Las palabras
Intuyo desde siempre que la oportunidad está en las palabras. Aquí está la llave, en estos sonidos y signos que articulamos muchas veces sin la plena emoción de sabernos dueños del artificio que pone a danzar todas las cosas en el universo. Con esa conciencia me acerco para contarles esto al inicio de lo que intenta ser una un recuento biográfico.
Las palabras se hicieron protagonistas en mi vida desde una infancia de la que guardo, más que un recuerdo detallado o una evocación, un clima sorprendido, un perfume, muchos sonidos convertidos en palabras.
Por el camino de la palabra apareció la radio, desde niño, como un desvelado oyente de programas culturales en una Argentina que volvía la democracia, en 1983, luego de una noche terrible. Desde mucho antes, la radio también fue una magia compartida y familiar con los radioteatros que le ponían épica y misterio a los paisajes rurales donde me crié y aún vivo.
A poco andar, las palabras me pusieron frente a un micrófono de radio, muy joven, a los 18 años, edad a la que comencé a escribir con más método y paciencia. Las palabras se me iban de las manos boca, y de la boca a la complicidad de los oyentes que me vienen acompañando desde hace más de tres décadas.

## Objetivo
Copia otra vez el fragmento para leer desde "Por el camino" hasta "de tres décadas.", ambos incluidos, y sustituye "paciencia" por "constancia".

## Líneas de datos
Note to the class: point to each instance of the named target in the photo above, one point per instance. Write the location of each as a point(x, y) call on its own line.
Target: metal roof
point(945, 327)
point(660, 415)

## Solución completa
Por el camino de la palabra apareció la radio, desde niño, como un desvelado oyente de programas culturales en una Argentina que volvía la democracia, en 1983, luego de una noche terrible. Desde mucho antes, la radio también fue una magia compartida y familiar con los radioteatros que le ponían épica y misterio a los paisajes rurales donde me crié y aún vivo.
A poco andar, las palabras me pusieron frente a un micrófono de radio, muy joven, a los 18 años, edad a la que comencé a escribir con más método y constancia. Las palabras se me iban de las manos boca, y de la boca a la complicidad de los oyentes que me vienen acompañando desde hace más de tres décadas.